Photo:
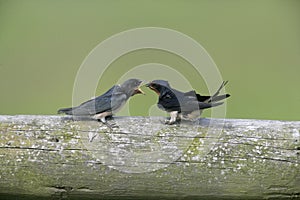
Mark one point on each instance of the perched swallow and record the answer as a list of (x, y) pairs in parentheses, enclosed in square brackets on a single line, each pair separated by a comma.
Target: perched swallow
[(108, 103), (183, 105)]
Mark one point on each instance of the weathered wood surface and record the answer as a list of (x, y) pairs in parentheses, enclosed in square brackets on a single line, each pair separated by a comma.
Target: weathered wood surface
[(55, 157)]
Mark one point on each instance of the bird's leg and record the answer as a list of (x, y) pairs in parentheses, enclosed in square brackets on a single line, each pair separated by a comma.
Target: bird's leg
[(173, 118), (101, 118)]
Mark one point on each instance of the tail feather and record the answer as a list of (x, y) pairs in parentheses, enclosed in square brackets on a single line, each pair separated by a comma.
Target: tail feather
[(68, 111)]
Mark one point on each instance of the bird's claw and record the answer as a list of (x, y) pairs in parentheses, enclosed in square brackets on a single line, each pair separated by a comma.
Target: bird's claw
[(169, 122)]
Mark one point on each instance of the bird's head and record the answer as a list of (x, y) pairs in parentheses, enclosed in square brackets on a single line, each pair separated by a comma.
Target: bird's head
[(132, 87), (158, 86)]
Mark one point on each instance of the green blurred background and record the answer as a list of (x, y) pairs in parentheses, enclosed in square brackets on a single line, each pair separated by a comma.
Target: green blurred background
[(255, 44)]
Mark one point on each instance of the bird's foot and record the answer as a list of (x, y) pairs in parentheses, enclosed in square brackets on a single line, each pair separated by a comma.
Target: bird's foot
[(111, 126), (170, 122)]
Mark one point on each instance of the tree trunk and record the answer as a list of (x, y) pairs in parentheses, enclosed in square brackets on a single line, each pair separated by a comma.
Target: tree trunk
[(54, 157)]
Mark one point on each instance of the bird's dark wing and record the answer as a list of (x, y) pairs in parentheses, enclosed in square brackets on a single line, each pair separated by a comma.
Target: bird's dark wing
[(105, 102), (192, 105)]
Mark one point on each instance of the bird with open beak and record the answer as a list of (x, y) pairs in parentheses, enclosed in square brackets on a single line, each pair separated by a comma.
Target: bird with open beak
[(183, 105), (108, 103)]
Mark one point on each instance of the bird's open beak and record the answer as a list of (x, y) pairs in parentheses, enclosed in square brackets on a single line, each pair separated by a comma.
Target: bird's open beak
[(138, 90), (152, 88)]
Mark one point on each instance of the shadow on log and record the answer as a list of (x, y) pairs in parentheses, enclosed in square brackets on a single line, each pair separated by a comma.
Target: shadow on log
[(54, 157)]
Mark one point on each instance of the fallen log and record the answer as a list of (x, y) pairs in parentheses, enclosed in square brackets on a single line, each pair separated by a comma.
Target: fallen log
[(57, 157)]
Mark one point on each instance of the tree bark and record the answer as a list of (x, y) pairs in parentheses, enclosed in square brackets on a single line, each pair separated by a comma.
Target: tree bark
[(55, 157)]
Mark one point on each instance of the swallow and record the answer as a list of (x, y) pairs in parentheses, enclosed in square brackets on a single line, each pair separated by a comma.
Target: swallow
[(184, 105), (107, 104)]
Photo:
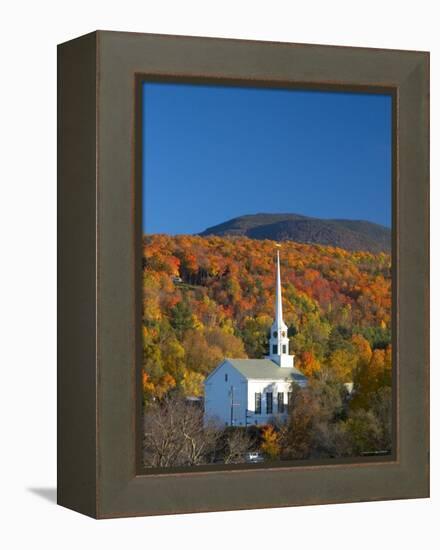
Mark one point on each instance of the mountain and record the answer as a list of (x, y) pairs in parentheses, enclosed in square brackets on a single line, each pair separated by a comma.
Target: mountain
[(348, 234)]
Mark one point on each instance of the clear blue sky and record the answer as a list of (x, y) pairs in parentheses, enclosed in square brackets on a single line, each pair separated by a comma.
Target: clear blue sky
[(213, 153)]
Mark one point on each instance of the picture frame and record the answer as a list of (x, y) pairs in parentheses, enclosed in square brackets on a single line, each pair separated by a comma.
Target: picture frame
[(99, 236)]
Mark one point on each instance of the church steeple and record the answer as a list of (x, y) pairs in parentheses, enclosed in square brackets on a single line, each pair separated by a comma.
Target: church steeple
[(279, 341)]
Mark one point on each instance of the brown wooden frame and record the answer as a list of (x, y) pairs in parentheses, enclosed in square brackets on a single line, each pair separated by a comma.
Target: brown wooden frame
[(99, 224)]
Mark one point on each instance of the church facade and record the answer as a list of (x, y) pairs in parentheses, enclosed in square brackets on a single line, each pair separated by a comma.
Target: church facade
[(244, 392)]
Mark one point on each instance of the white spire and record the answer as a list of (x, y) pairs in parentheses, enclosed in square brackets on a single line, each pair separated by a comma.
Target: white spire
[(279, 341), (278, 297)]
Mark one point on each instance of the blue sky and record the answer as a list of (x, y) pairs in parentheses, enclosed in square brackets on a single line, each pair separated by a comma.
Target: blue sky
[(212, 153)]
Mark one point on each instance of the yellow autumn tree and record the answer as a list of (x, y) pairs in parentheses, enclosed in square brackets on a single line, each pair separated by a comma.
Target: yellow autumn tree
[(270, 444)]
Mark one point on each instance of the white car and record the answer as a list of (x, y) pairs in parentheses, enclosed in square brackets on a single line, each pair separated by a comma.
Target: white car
[(254, 457)]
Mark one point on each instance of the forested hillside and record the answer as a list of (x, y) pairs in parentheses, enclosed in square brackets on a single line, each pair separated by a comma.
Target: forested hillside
[(206, 298)]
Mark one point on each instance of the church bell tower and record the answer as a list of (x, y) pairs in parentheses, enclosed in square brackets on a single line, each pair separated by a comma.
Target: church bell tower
[(279, 341)]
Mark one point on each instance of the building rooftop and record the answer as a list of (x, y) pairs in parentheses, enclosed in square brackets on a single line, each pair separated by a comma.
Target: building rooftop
[(265, 369)]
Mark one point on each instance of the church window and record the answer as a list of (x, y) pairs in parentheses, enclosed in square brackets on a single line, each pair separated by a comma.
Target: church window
[(258, 403), (280, 402), (269, 403)]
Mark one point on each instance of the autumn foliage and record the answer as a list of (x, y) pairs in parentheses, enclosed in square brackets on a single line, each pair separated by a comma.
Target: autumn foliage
[(206, 298)]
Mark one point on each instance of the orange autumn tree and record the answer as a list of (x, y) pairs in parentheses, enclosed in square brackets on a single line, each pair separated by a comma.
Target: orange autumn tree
[(206, 298)]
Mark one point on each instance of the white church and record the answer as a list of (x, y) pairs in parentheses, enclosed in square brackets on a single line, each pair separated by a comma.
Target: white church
[(244, 392)]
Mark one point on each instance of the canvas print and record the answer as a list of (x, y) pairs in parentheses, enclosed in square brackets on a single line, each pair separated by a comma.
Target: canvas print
[(266, 277)]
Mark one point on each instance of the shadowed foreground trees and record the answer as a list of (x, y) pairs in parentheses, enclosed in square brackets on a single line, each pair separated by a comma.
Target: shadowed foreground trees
[(174, 436), (324, 422)]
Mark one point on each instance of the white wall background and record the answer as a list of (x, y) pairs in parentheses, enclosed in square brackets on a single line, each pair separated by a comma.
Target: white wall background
[(29, 32)]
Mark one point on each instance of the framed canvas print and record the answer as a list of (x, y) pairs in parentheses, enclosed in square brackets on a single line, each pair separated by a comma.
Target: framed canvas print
[(243, 274)]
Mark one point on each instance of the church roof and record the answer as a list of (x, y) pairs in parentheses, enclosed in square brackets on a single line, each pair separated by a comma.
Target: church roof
[(265, 369)]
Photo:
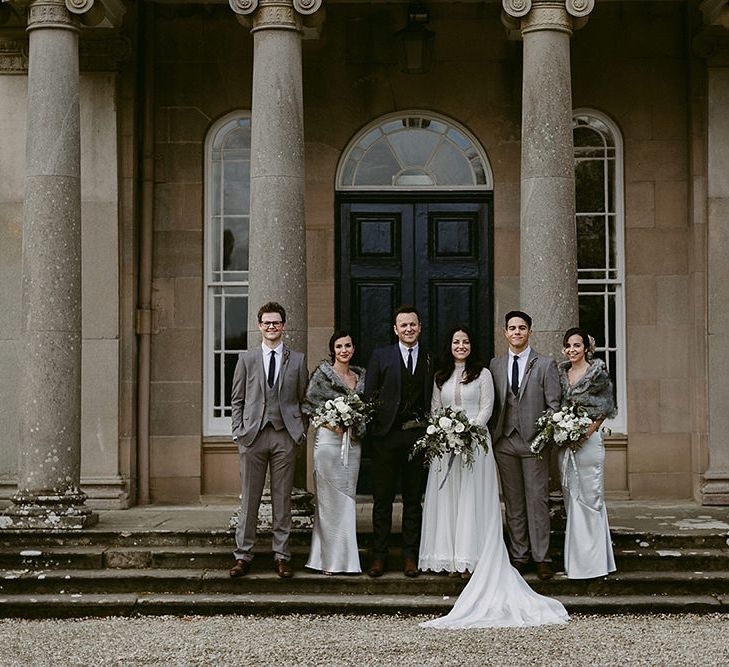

┄┄┄┄┄┄┄┄┄┄

* **Goal of the exercise**
Please copy the lines above exactly, covering the stretch from the line that contains "Mark one point on each instance of the white church" through the end of the records, and leave the pictures out of your answer.

* **Result**
Mark one point on each instance of the white church and record the answer as a list of (x, y) pairs in parentheses, enclosed in square brackets on a single line, each pair separated by a comma.
Target: white church
[(244, 392)]
Mark one point on each instance of the canvas print and record the answer as a list of (x, y) pairs in parentheses, enclosed in square brackets on a single line, each pair separated by a comma.
Target: canvas print
[(266, 277)]
Mark one point on each instance of the shadowed foreground trees and record the answer as a list of (x, y) pairs in parentheses, enclosed in square brackets on a single line, each pair separated by a comma.
Target: shadowed foreground trees
[(174, 436), (324, 422)]
Mark one point on each instance of the white wall background and record the answer as a list of (x, y) pairs in parentheses, enclosed in square brackets on a single line, each pair separated by a comma.
Target: white wall background
[(29, 32)]
Mark one point on each instance of the framed canvas print and record the answer as a list of (x, y) pairs in parentheses, enclosed in square brackets on a single line, each pair separated by a comma.
Target: framed canvas print
[(243, 274)]
Mark one point on each instance of the church roof and record the answer as a list of (x, y) pairs in parentheses, enclosed in square brackets on a single line, each pair separated by a comma.
Target: church roof
[(265, 369)]
Photo:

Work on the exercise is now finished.